• Exercise brief
Across all the records, filter for lines with the word "Target" and copy them.

• Recorded data
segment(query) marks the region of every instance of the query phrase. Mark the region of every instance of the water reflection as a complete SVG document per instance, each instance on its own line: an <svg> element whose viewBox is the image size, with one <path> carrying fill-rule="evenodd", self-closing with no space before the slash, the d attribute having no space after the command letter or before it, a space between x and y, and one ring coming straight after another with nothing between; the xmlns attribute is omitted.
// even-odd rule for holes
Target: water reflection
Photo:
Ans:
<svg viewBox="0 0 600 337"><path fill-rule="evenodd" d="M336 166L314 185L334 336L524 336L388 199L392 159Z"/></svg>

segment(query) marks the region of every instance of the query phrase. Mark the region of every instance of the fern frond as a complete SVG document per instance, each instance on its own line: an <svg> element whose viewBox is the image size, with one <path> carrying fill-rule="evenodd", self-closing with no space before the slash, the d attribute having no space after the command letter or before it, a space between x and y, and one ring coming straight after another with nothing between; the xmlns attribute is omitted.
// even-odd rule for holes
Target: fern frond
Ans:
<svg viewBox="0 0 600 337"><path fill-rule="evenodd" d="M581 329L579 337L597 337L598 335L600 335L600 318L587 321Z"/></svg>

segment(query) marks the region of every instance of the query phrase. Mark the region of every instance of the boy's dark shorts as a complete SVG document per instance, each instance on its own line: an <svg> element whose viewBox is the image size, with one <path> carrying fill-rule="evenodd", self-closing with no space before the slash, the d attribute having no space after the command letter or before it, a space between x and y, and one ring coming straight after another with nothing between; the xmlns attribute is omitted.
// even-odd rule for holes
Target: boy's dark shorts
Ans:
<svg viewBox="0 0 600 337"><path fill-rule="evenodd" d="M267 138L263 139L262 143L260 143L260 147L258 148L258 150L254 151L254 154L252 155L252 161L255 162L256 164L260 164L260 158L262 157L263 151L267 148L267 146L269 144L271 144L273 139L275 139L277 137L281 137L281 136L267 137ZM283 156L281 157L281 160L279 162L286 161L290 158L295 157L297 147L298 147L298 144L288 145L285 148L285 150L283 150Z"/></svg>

• The completed task
Target: water reflection
Target: fern frond
Target: boy's dark shorts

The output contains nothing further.